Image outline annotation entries
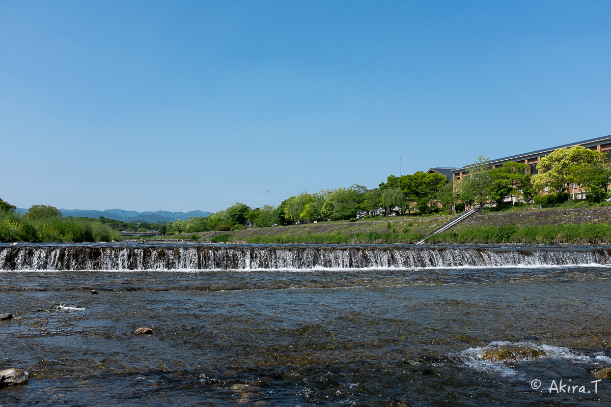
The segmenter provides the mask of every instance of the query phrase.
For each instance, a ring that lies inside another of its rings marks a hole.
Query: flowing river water
[[[606,247],[2,243],[0,405],[608,406],[610,300]]]

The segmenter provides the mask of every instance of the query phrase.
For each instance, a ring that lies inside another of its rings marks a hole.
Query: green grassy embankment
[[[611,243],[611,207],[483,212],[431,236],[431,243]]]
[[[414,243],[452,219],[450,215],[402,216],[356,222],[319,222],[233,232],[186,233],[211,242],[297,243]],[[611,207],[483,211],[431,243],[611,244]]]

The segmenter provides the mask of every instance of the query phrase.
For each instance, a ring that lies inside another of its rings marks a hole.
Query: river
[[[2,243],[0,405],[610,405],[610,253]]]

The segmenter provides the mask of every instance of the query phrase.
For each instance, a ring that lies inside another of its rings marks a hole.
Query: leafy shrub
[[[229,242],[231,239],[231,235],[229,233],[225,233],[225,234],[219,235],[218,236],[214,236],[210,239],[210,242],[212,243],[219,243],[221,242]]]
[[[561,203],[568,198],[569,194],[566,192],[558,192],[547,195],[537,195],[533,199],[533,201],[538,205],[550,205]]]

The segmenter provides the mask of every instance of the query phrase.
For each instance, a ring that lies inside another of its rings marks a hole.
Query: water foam
[[[304,270],[611,266],[602,247],[0,246],[2,270]]]

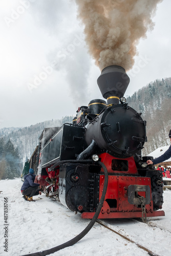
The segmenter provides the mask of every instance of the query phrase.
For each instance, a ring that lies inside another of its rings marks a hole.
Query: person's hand
[[[153,164],[153,163],[152,160],[147,160],[146,161],[147,164]]]

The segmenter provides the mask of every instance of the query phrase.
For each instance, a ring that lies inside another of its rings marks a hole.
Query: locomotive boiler
[[[151,157],[141,156],[147,141],[146,121],[128,105],[124,93],[130,78],[121,67],[104,68],[97,79],[106,100],[94,99],[78,108],[73,123],[45,129],[30,161],[36,181],[82,218],[93,218],[108,174],[98,218],[164,216],[162,176]]]

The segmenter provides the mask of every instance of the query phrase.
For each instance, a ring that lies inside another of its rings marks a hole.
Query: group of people
[[[170,177],[171,168],[169,167],[166,167],[164,169],[163,167],[161,167],[161,165],[159,165],[157,169],[158,170],[161,170],[162,172],[163,177],[171,178]]]

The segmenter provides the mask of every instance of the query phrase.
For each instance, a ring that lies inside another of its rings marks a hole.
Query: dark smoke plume
[[[85,25],[90,54],[101,70],[118,65],[126,71],[134,63],[136,46],[152,30],[162,0],[75,0]]]

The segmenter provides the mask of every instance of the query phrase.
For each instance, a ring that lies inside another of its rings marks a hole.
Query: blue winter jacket
[[[21,187],[21,190],[25,190],[26,188],[31,186],[35,187],[36,186],[38,186],[40,185],[39,184],[35,183],[34,182],[35,180],[35,177],[36,176],[34,174],[26,174],[24,177],[24,182],[23,186]]]
[[[171,157],[171,145],[168,148],[168,150],[160,157],[157,157],[155,159],[152,160],[154,164],[157,164],[159,163],[162,163],[165,161],[166,160],[168,159]]]

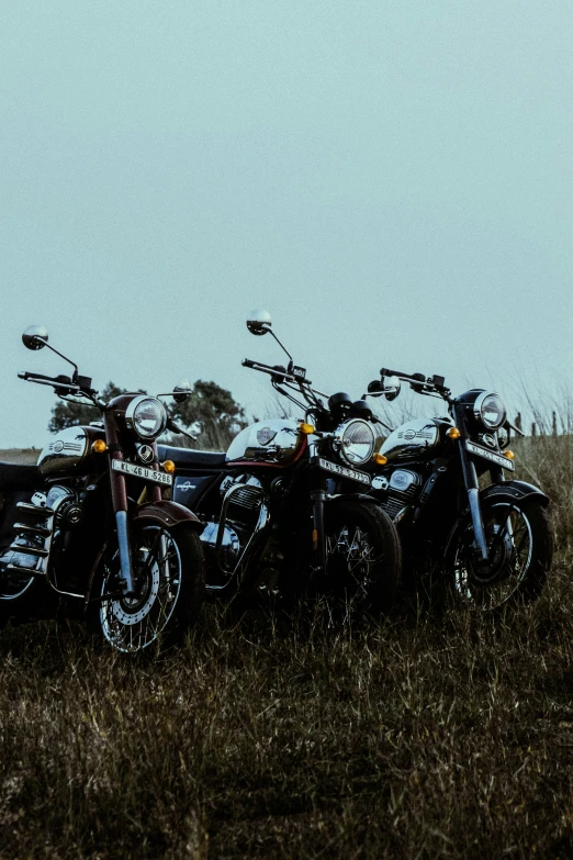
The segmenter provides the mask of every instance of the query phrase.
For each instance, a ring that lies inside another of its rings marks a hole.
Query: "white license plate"
[[[330,460],[325,460],[323,457],[318,457],[318,466],[327,472],[339,474],[340,478],[350,478],[352,481],[359,481],[360,483],[366,483],[367,487],[370,487],[369,474],[357,472],[355,469],[347,469],[346,466],[338,466],[337,462],[330,462]]]
[[[484,457],[486,460],[496,462],[497,466],[502,467],[502,469],[508,469],[510,472],[513,472],[515,469],[515,465],[512,462],[512,460],[508,460],[507,457],[504,457],[503,454],[491,451],[488,448],[483,448],[481,445],[476,445],[474,442],[467,442],[465,447],[470,454],[476,454],[479,457]]]
[[[112,469],[124,474],[132,474],[134,478],[141,478],[144,481],[162,483],[166,487],[171,487],[173,483],[172,474],[156,472],[155,469],[148,469],[146,466],[134,466],[132,462],[124,462],[123,460],[112,460]]]

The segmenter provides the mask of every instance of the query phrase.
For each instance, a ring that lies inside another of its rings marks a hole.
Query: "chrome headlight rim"
[[[345,447],[345,435],[349,429],[357,426],[363,426],[367,428],[368,433],[370,434],[370,445],[368,455],[366,457],[357,457],[355,455],[355,457],[351,458],[348,456]],[[374,454],[375,449],[375,434],[371,423],[364,418],[348,418],[347,421],[344,421],[334,432],[334,448],[336,454],[347,466],[364,466],[372,459],[372,455]]]
[[[497,398],[502,406],[501,417],[497,422],[490,422],[485,418],[483,406],[488,398]],[[505,405],[505,400],[496,391],[483,391],[475,399],[475,402],[473,404],[473,417],[475,418],[475,421],[480,422],[482,426],[485,427],[486,431],[498,429],[499,427],[503,426],[505,420],[507,418],[507,406]]]
[[[157,405],[159,407],[159,414],[158,414],[158,424],[150,433],[144,433],[142,432],[142,427],[138,426],[136,417],[137,417],[137,411],[142,407],[144,403],[153,403],[154,405]],[[165,431],[167,426],[167,410],[161,403],[160,400],[157,400],[157,398],[153,398],[149,394],[141,394],[137,398],[134,398],[127,409],[125,410],[125,424],[127,426],[127,429],[131,429],[133,433],[135,433],[136,436],[138,436],[141,439],[145,439],[146,442],[149,442],[150,439],[156,439],[158,436],[161,435],[161,433]]]

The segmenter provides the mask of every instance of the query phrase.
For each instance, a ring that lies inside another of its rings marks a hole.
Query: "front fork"
[[[311,462],[318,456],[318,440],[308,438]],[[324,503],[326,499],[326,480],[317,477],[316,489],[311,493],[313,502],[313,552],[321,570],[326,570],[326,537],[324,530]]]
[[[122,446],[119,442],[115,422],[110,421],[106,415],[106,435],[109,439],[108,450],[110,456],[110,487],[112,494],[113,512],[115,514],[115,529],[117,533],[117,547],[120,550],[121,567],[121,589],[124,597],[135,597],[137,591],[135,588],[135,577],[133,572],[133,559],[130,541],[130,525],[127,522],[127,490],[125,487],[125,477],[121,472],[112,469],[112,459],[123,460]],[[155,458],[151,468],[159,470],[157,461],[157,448],[153,445]],[[161,499],[161,490],[155,485],[151,488],[151,501],[157,502]]]
[[[460,462],[462,467],[463,483],[465,492],[468,493],[468,501],[470,503],[470,515],[472,518],[473,535],[475,539],[475,547],[480,555],[480,561],[483,565],[490,562],[490,552],[487,550],[487,540],[485,538],[485,529],[483,527],[482,509],[480,505],[480,485],[478,483],[478,472],[475,471],[475,465],[465,447],[465,439],[468,438],[468,431],[465,428],[465,416],[463,414],[456,415],[456,426],[460,428],[461,436],[458,439],[458,446],[460,451]]]

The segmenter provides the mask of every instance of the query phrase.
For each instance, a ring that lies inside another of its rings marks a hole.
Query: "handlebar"
[[[424,373],[404,373],[402,370],[390,370],[390,368],[383,367],[380,370],[380,376],[398,377],[419,392],[437,391],[439,394],[445,394],[449,390],[445,384],[445,378],[437,373],[432,377],[425,377]]]
[[[37,382],[38,386],[53,386],[56,391],[58,389],[65,389],[68,393],[77,393],[82,391],[82,387],[72,382],[69,377],[46,377],[44,373],[36,373],[30,370],[21,370],[19,372],[19,379],[24,379],[26,382]]]

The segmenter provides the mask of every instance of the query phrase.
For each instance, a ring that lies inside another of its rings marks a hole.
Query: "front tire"
[[[490,551],[484,570],[476,561],[469,515],[454,527],[446,554],[449,591],[484,612],[505,604],[530,603],[544,585],[553,541],[547,510],[537,499],[491,499],[482,502]]]
[[[203,602],[199,536],[184,525],[138,523],[130,540],[137,596],[92,602],[90,626],[119,651],[173,645],[196,621]],[[109,556],[105,548],[100,554],[92,588],[96,599],[121,590],[119,551]]]
[[[387,514],[371,502],[328,502],[325,537],[325,571],[316,569],[308,547],[285,559],[281,591],[286,606],[310,599],[325,606],[337,625],[387,611],[402,572],[400,538]]]

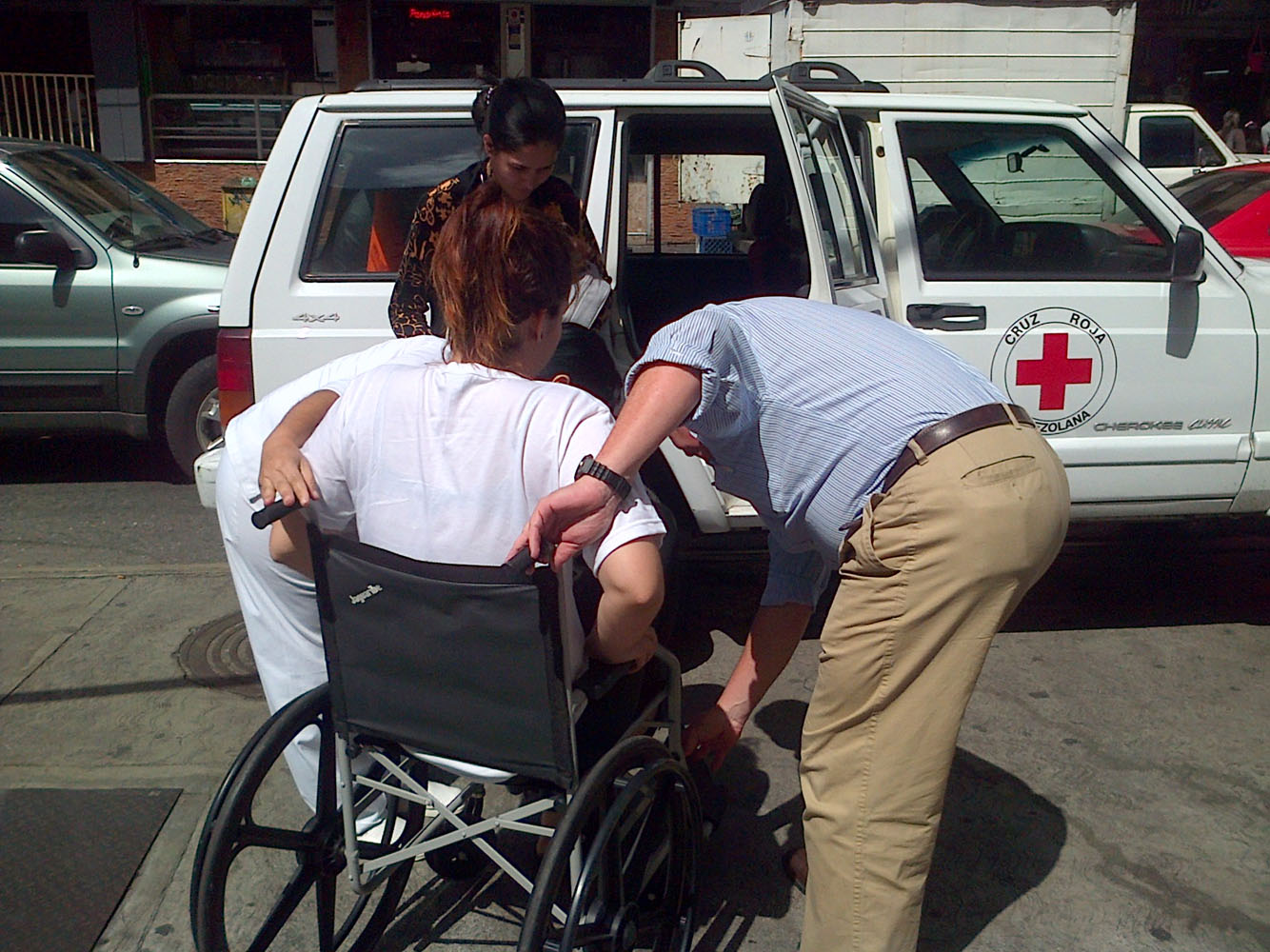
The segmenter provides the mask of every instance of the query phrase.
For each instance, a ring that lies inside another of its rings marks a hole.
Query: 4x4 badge
[[[1041,307],[1010,325],[992,355],[992,381],[1027,409],[1041,433],[1076,429],[1115,386],[1111,335],[1088,315]]]

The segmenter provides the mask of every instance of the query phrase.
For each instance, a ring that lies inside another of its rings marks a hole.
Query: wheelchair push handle
[[[302,506],[300,503],[292,503],[287,505],[281,499],[276,499],[269,503],[264,509],[257,509],[251,513],[251,524],[258,529],[263,529],[271,523],[276,523],[283,515],[290,515],[291,513],[298,513]]]

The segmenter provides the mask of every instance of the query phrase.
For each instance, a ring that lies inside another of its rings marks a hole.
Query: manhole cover
[[[177,649],[177,663],[187,678],[204,688],[231,691],[243,697],[264,697],[240,612],[189,632]]]

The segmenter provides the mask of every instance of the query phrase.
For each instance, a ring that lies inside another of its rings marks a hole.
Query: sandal
[[[785,850],[781,857],[781,868],[794,883],[794,889],[806,895],[806,847],[794,847],[794,849]]]

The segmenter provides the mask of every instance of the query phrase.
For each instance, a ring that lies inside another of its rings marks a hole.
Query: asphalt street
[[[95,947],[189,952],[198,829],[264,706],[213,656],[236,612],[215,515],[156,458],[0,440],[0,790],[179,790]],[[1073,531],[963,725],[923,952],[1270,948],[1267,556],[1255,520]],[[753,564],[693,566],[673,640],[690,706],[723,684],[759,585]],[[798,948],[780,862],[815,666],[808,638],[720,773],[695,952]],[[516,908],[419,864],[382,948],[505,949]]]

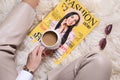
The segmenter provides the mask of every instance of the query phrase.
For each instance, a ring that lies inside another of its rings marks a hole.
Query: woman
[[[38,0],[23,0],[0,25],[0,80],[32,80],[41,62],[43,48],[37,46],[26,66],[17,74],[14,55],[35,18]],[[48,80],[109,80],[111,62],[97,53],[87,54],[71,64],[48,73]],[[17,79],[16,79],[17,78]]]
[[[59,22],[53,21],[51,23],[51,28],[55,28],[55,30],[57,30],[61,35],[61,45],[66,42],[70,32],[74,26],[78,25],[79,21],[80,15],[77,12],[70,12],[66,14]],[[74,35],[74,33],[71,33],[70,35]]]

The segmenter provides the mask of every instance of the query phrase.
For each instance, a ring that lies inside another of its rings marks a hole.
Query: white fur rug
[[[7,17],[13,6],[20,0],[0,0],[0,23]],[[41,0],[37,7],[37,20],[42,20],[60,0]],[[59,65],[68,64],[84,53],[97,52],[110,57],[113,63],[113,73],[111,80],[120,80],[120,0],[79,0],[92,14],[100,19],[100,24],[71,52],[71,54]],[[113,24],[111,34],[107,37],[107,46],[99,50],[99,40],[105,37],[104,28],[108,24]],[[33,44],[28,39],[17,51],[17,70],[20,71],[26,63],[27,55],[33,49]],[[55,65],[44,60],[36,71],[33,80],[45,80],[46,73]]]

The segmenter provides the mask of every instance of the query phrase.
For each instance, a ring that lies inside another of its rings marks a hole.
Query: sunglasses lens
[[[107,25],[105,28],[105,34],[109,35],[111,30],[112,30],[112,24]]]
[[[103,50],[107,44],[106,38],[103,38],[99,42],[100,49]]]

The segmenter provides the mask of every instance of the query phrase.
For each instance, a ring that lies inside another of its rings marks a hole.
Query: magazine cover
[[[59,64],[98,23],[99,20],[78,0],[61,0],[28,37],[33,43],[41,43],[42,34],[46,30],[57,31],[61,37],[61,44],[52,52],[51,58],[55,64]]]

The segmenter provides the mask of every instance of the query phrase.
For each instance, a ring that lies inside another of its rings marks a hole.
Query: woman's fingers
[[[32,51],[32,54],[33,54],[34,56],[38,55],[39,48],[40,48],[40,46],[37,46],[37,47]]]

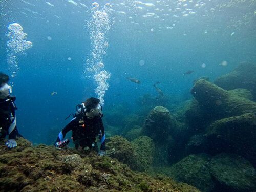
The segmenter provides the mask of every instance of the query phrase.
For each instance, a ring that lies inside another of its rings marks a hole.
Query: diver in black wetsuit
[[[9,140],[5,143],[8,148],[17,146],[15,141],[16,136],[23,137],[18,133],[16,123],[14,103],[16,98],[10,95],[12,87],[7,83],[9,76],[0,72],[0,138],[5,138],[7,135]]]
[[[72,130],[76,148],[85,147],[97,148],[96,141],[98,138],[101,143],[98,155],[105,155],[105,135],[101,119],[102,108],[99,103],[99,99],[91,97],[82,103],[74,118],[59,133],[54,144],[56,148],[61,148],[68,145],[69,140],[63,139],[67,133]]]

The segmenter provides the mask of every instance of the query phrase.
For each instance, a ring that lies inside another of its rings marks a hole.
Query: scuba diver
[[[9,76],[0,72],[0,138],[5,138],[7,135],[9,140],[5,143],[9,148],[17,146],[16,137],[23,137],[17,129],[14,103],[16,97],[11,96],[12,87],[7,83]]]
[[[105,154],[105,130],[101,119],[102,107],[99,103],[99,99],[91,97],[77,106],[74,118],[59,133],[54,144],[55,148],[61,149],[69,144],[69,140],[65,140],[64,138],[67,133],[72,130],[76,148],[88,147],[96,149],[98,155]],[[98,143],[100,142],[100,150],[97,147],[97,139]]]

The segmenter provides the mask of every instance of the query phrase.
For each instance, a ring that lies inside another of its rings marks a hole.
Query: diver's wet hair
[[[92,109],[96,108],[99,104],[100,100],[95,97],[87,99],[84,102],[84,106],[87,111],[90,111]]]
[[[9,80],[9,76],[4,73],[0,72],[0,84],[7,83],[8,82]]]

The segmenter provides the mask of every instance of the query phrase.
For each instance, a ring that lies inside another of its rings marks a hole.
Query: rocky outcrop
[[[256,191],[255,169],[244,158],[222,153],[210,161],[210,171],[216,182],[216,191]]]
[[[226,90],[246,89],[253,95],[256,101],[256,65],[244,62],[233,71],[216,79],[215,84]]]

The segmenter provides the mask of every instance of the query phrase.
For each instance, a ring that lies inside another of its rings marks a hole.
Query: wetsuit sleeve
[[[106,150],[106,135],[105,134],[105,129],[104,128],[104,125],[103,124],[102,120],[100,119],[100,132],[102,134],[102,137],[100,138],[100,149],[101,150]]]
[[[67,134],[67,133],[72,130],[72,129],[75,126],[76,124],[77,123],[77,120],[76,117],[74,118],[70,121],[70,122],[63,129],[62,129],[60,132],[59,133],[58,138],[56,140],[55,143],[57,142],[62,141]]]

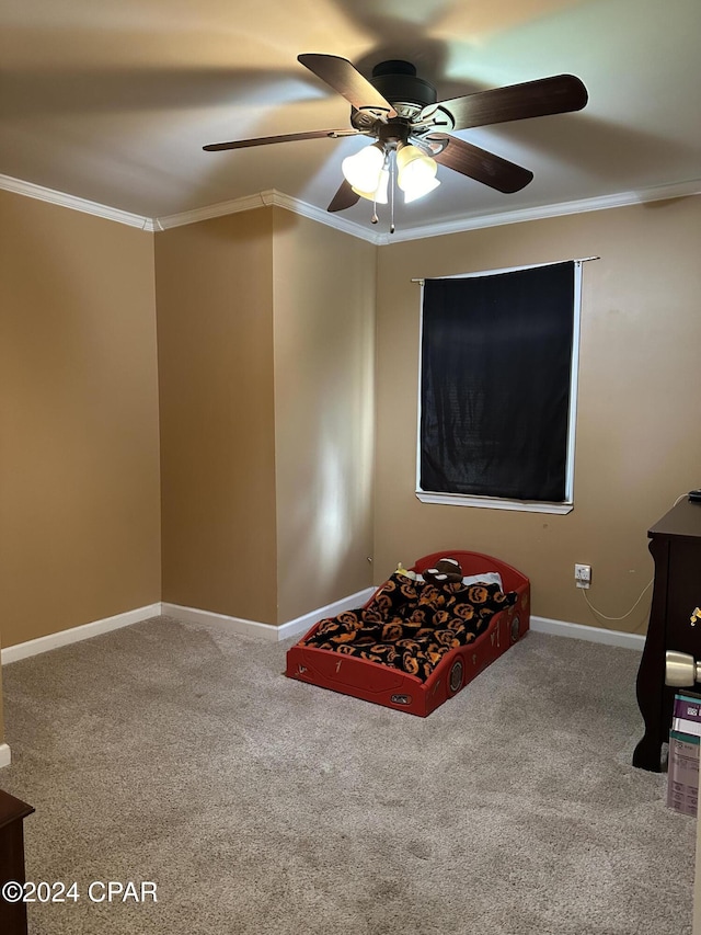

Problem to work on
Select each line of the material that contains the word "water" and copy it out.

Result of the task
Query: flowing river water
Query: water foam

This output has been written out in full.